(Stored records)
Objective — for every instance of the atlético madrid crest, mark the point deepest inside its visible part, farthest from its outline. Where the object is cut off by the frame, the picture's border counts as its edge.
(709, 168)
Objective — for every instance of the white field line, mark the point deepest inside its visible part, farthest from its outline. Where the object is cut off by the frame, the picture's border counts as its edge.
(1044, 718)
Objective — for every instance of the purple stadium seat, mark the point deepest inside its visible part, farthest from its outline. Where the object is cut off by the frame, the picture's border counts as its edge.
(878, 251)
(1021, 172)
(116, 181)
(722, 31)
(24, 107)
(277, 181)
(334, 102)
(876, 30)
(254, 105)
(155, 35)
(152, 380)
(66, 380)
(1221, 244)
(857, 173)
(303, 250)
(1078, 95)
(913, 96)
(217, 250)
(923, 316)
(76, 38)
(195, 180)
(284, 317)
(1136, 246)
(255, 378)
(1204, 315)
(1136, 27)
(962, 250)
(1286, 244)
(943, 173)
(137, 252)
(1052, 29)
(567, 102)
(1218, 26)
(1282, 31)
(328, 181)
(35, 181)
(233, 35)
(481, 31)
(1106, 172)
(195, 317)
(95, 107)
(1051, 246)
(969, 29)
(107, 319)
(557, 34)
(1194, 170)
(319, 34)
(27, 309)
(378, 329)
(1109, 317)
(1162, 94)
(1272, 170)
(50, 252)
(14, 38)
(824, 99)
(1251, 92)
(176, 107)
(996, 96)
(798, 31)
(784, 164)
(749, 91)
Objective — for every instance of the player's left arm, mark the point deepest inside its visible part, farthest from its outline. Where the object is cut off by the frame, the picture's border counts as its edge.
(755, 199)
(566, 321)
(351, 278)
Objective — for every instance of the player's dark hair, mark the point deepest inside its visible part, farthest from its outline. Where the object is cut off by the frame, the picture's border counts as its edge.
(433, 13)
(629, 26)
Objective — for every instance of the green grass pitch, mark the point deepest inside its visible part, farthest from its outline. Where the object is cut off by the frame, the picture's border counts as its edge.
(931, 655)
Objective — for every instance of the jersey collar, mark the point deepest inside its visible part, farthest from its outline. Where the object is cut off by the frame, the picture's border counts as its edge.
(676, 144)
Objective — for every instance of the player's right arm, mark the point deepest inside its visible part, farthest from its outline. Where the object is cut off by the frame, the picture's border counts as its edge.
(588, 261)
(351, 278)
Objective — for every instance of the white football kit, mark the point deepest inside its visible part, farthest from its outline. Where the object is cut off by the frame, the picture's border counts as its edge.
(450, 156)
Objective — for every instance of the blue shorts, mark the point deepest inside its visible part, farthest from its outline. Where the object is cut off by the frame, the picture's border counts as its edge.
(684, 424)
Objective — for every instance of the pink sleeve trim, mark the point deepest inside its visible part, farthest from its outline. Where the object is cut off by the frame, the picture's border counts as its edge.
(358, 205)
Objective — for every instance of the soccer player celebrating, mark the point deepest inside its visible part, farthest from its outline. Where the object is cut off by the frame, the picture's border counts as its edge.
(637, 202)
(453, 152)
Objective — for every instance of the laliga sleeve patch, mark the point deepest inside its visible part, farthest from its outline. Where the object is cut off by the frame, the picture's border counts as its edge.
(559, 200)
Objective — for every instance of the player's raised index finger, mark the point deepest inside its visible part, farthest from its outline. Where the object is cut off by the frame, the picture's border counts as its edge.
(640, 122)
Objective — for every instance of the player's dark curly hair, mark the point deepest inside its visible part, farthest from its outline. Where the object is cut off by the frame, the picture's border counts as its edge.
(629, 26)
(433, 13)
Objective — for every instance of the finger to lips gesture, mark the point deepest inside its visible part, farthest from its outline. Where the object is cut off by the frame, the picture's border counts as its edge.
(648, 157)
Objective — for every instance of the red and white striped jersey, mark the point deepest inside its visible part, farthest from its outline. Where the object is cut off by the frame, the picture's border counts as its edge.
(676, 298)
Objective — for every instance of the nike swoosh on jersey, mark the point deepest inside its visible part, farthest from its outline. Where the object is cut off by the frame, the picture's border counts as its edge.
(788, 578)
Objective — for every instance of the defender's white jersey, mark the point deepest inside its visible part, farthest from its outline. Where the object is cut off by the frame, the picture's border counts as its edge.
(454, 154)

EXERCISE DETAILS:
Reproduce every line of the data above without changing anything.

SOLVED PROBLEM:
Objective — for every instance of the atlético madrid crest, mark the point deepest inside its visible part, farthest from its outline. Where the object is cut off by the frame, the picture's border counts as its edge.
(709, 168)
Objective — for every instance of the white field line, mark the point deepest inside its visible part, farthest from its outline. Where the object is cut off by the frame, the picture's border counts as its edge.
(1044, 718)
Objective — for every instance of the purple stadium seat, mark the point deepest inside its visible part, farthest from its outline. Where the object is cut off by the frame, the picture's border counts as its edge.
(878, 251)
(1021, 172)
(116, 181)
(722, 31)
(24, 107)
(277, 181)
(334, 102)
(876, 30)
(254, 105)
(155, 35)
(152, 380)
(66, 380)
(1221, 244)
(857, 173)
(303, 250)
(1078, 95)
(913, 96)
(217, 250)
(923, 316)
(76, 38)
(195, 180)
(284, 317)
(1136, 246)
(255, 378)
(1204, 315)
(1136, 27)
(962, 250)
(1286, 244)
(943, 173)
(137, 252)
(1052, 29)
(567, 102)
(1218, 26)
(1282, 31)
(328, 181)
(35, 181)
(233, 35)
(481, 31)
(1106, 172)
(195, 317)
(95, 107)
(1051, 246)
(969, 29)
(107, 319)
(557, 34)
(1194, 170)
(319, 34)
(27, 309)
(378, 329)
(1109, 317)
(1162, 94)
(1272, 170)
(50, 252)
(14, 38)
(824, 99)
(1251, 92)
(176, 107)
(996, 96)
(798, 31)
(784, 164)
(749, 91)
Objective — for every instance of the player's left arm, mark the point deepest inside its visible part, farthest from its outline. Where the object is cut off by the frame, the picture's border counts as its edge.
(755, 199)
(566, 321)
(351, 278)
Objective — for every instance of the player's dark hair, mark the point deepest inside its visible part, farthest from its outline. Where the object is cut off by the frame, the picture's border counts as its edge.
(433, 13)
(629, 26)
Objective — for every instance of the green grass pitch, mark the point deepest inside its visible part, farthest from its outline. Where the object is cut off by the frame, the picture's border counts as its edge.
(931, 655)
Objective — for every instance of the jersey collar, mark the point deepest inside its visible part, farthest from its outline. Where the object is cut off by the frame, the picture's border counts as its edge.
(676, 144)
Objective — for every instance of the player's right arm, mark the point deepest inside its visible part, farthest from its outline. Where the object is cut off by the frame, the picture's border counts as its edge.
(588, 261)
(351, 278)
Objective — for every instance of the white football kit, mark the point deepest inside its visible part, farthest from its outline. Where the object is cut off by the frame, the picture's border counts as its edge.
(450, 156)
Objective — for every instance of the blue shorts, mark the point deepest inside its visible part, farthest from its outline. Where the object is cut off by the frame, the picture's border counts as its edge.
(684, 424)
Objective — for every instance of the pink sleeve trim, mark the point deepest inside its visible part, farthest from its outline. Where the object is cut off by the frame, the picture's border counts as its edge.
(358, 205)
Objective — for every instance of the soccer player celebrating, mark the point deepest inside its visible part, farthest from its outline. Where the object is cut off by the frame, the picture's border counts as its edge.
(637, 202)
(453, 152)
Objective — for every instance of the laliga sleeve patch, mark the point deepest inside its visible part, farthest from its outline. Where the object is cut off by the frame, the picture's border counts as its edge.
(559, 200)
Objective — for every instance of the player's raised index finger, mark the point deepest inside its visible part, farthest from its outline. Where the object is cut off by the frame, the picture's border counts as its edge.
(640, 122)
Objective — for every instance of the player's dark curly hair, mark the point deepest inside its visible part, farthest from its outline. Where the object is cut off by the frame, the picture's border counts as its edge.
(629, 26)
(433, 13)
Objective — for every instance of the finger to lips gesture, mark the point deepest inside its visible part, farthest from its outline. Where the object is cut off by the frame, the picture's border counts as its edge.
(648, 157)
Objective — for every instance of the red and white striped jersey, mark the point deepest inside its visible part, farthest from its outline. Where the object is cut off by the frame, the picture's border counts as its edge.
(676, 298)
Objective — for every instance of the nike swoosh on jersey, mark the point deepest inside its visible part, farthest from its outline. Where the object is cut off by the frame, the picture's border counts as its edge.
(788, 578)
Objective — for every instance of the defender's white jersey, mark the point deepest inside its visible part, farthest from its outline. Where the object is cut off by the frame, the picture's border counts as its edge.
(454, 154)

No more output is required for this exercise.